### ENTRIES SUPPLIED
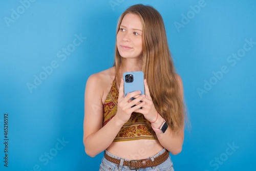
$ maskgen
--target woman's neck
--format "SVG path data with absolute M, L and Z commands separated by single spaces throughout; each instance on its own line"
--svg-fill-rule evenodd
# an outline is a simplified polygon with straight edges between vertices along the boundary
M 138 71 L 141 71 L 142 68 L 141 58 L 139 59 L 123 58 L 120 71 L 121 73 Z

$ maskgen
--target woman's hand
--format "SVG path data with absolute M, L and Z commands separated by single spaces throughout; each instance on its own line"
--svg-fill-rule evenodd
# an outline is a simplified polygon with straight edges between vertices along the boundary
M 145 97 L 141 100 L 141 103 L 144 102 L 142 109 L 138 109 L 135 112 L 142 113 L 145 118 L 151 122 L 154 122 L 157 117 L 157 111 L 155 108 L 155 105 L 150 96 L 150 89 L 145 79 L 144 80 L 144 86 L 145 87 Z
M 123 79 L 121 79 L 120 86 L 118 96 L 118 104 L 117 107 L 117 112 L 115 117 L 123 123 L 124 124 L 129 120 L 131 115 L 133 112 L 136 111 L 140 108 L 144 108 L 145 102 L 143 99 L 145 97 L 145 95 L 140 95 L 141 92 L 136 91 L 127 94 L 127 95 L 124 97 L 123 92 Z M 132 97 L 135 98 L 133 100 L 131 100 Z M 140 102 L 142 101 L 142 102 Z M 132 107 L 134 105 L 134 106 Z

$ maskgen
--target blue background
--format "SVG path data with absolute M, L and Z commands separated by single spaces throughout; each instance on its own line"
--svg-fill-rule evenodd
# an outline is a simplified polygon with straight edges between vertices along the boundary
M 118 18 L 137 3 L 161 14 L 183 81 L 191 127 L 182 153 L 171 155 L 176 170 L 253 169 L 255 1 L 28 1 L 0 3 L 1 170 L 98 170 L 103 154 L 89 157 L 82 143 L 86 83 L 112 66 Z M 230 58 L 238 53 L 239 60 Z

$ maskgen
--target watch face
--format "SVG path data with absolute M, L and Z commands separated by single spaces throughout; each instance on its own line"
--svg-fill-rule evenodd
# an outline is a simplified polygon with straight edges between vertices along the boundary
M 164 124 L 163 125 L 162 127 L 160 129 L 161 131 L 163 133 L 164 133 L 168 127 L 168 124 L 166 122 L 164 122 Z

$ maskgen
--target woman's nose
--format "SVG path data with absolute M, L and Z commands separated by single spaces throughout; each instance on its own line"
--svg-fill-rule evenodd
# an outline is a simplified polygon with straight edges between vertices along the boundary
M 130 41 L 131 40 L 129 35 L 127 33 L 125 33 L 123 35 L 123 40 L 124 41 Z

==

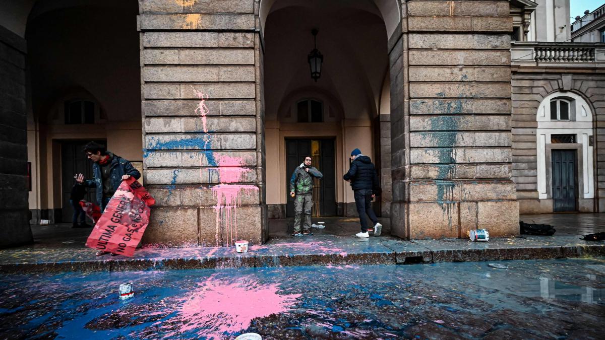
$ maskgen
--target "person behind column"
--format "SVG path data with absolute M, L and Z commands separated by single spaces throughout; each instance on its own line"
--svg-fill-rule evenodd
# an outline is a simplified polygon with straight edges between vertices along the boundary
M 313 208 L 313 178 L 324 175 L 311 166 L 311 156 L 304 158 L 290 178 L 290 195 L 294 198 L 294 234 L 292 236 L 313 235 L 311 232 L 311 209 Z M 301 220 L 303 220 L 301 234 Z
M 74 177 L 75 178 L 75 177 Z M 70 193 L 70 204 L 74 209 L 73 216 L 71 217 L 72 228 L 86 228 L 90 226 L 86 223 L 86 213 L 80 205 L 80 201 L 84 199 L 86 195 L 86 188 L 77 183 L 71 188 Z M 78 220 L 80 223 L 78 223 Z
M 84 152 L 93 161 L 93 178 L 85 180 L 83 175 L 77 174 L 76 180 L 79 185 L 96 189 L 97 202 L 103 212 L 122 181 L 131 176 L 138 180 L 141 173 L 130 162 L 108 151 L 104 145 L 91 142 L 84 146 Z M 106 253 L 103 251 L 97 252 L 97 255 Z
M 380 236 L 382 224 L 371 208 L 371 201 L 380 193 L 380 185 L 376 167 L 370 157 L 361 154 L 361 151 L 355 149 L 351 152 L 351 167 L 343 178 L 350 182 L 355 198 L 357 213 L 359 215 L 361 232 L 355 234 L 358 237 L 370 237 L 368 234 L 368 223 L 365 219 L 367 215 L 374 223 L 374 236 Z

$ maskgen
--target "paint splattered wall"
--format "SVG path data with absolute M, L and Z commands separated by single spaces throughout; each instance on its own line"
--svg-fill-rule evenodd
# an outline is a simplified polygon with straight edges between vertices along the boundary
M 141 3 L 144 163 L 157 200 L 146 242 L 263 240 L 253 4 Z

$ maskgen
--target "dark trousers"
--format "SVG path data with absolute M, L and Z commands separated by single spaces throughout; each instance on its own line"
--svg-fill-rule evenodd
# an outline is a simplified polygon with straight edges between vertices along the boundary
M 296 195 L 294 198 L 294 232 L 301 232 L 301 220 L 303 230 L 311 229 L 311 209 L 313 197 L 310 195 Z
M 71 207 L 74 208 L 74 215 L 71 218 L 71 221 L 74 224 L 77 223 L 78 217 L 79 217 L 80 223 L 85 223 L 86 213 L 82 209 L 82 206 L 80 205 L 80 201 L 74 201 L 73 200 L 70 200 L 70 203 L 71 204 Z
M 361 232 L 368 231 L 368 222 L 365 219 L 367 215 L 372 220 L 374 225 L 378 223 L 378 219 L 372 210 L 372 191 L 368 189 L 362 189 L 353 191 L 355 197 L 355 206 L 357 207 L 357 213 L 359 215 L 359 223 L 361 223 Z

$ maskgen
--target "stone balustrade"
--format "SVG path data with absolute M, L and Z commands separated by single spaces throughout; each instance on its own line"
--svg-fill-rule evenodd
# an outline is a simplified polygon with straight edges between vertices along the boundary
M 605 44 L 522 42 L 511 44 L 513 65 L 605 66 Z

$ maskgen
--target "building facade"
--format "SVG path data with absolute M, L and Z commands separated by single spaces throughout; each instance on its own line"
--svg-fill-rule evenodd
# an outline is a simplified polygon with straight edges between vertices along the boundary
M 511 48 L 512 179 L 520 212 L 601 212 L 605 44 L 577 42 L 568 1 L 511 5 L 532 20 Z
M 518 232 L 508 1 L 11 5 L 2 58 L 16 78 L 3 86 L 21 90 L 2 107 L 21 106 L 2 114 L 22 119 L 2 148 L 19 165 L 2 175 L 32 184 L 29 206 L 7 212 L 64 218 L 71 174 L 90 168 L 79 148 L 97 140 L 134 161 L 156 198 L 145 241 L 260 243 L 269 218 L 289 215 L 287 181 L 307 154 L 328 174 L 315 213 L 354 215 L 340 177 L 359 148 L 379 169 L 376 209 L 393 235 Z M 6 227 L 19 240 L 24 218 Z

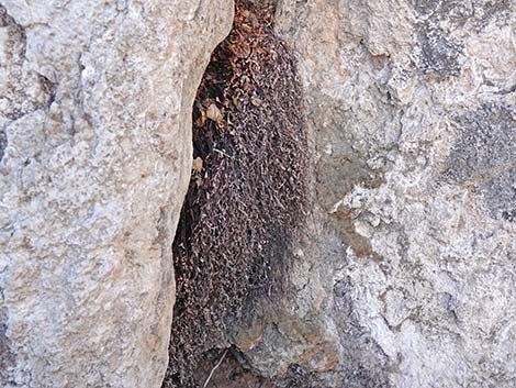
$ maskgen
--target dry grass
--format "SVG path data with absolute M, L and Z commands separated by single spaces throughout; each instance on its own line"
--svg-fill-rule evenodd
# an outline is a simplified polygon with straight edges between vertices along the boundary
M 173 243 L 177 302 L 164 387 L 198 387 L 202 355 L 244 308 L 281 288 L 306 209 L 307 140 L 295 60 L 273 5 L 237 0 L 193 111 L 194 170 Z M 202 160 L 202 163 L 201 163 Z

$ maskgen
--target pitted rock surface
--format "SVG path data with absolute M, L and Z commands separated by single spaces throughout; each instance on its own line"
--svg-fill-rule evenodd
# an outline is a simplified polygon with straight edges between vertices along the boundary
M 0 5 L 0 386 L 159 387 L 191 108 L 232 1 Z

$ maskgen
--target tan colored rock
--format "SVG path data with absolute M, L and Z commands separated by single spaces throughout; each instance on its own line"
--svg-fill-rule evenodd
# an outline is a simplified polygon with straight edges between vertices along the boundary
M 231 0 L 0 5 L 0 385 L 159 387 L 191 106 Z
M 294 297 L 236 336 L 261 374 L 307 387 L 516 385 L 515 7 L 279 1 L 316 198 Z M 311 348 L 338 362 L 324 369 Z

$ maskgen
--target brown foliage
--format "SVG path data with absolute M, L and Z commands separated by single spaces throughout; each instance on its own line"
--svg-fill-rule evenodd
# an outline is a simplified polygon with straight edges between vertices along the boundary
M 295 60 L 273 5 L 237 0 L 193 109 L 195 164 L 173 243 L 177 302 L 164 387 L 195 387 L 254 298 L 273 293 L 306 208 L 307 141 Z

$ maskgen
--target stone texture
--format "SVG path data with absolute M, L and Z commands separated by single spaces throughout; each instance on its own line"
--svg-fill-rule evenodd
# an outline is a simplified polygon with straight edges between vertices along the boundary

### REQUIREMENT
Please find every line in the rows above that contains the word "rock" and copy each of those lines in full.

### THE RESPONSE
--target pitted rock surface
--target tan colored rock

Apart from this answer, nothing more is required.